# Text provided
━━━━━━

HUNTSVILLE, Ala. – Melvin’s Place of BBQ isn’t somewhere you’d take a first date – unless your date knows how to appreciate the finer aspects of culinary life here in the Barbecue Belt.
What now is Melvin’s Place of BBQ for years was Melvin’s Auto Repair at the corner of Hall Avenue and Cemetery Street. The cemetery for which Cemetery Street is named is directly across the street. A blue and white singlewide mobile home that now is a taxi company’s office is within sight just around the corner. An automobile upholstery show is next door.
Let’s just say the curb appeal is underwhelming, assuming you can find the joint in the first place. There’s no sign outside to tell you this is smoked meat heaven.

━━━━━━

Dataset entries
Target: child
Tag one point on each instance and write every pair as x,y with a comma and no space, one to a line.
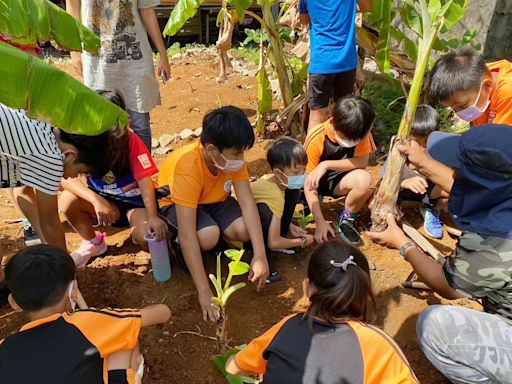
478,93
276,196
125,196
338,153
125,59
331,342
198,179
59,345
36,156
414,186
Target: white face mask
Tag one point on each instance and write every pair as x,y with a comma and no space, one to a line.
231,166
71,288
472,113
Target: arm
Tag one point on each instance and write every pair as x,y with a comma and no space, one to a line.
364,5
73,8
53,233
155,224
150,21
155,314
259,266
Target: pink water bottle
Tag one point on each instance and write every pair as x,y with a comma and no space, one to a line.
160,262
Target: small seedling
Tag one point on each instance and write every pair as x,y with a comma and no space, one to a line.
224,292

━━━━━━

# Task to complete
Please return, word for word, the passage from the Melvin's Place of BBQ text above, starting with "HUNTSVILLE, Ala. –" and going on through "smoked meat heaven.".

# Answer space
HUNTSVILLE, Ala. – Melvin’s Place of BBQ isn’t somewhere you’d take a first date – unless your date knows how to appreciate the finer aspects of culinary life here in the Barbecue Belt.
What now is Melvin’s Place of BBQ for years was Melvin’s Auto Repair at the corner of Hall Avenue and Cemetery Street. The cemetery for which Cemetery Street is named is directly across the street. A blue and white singlewide mobile home that now is a taxi company’s office is within sight just around the corner. An automobile upholstery show is next door.
Let’s just say the curb appeal is underwhelming, assuming you can find the joint in the first place. There’s no sign outside to tell you this is smoked meat heaven.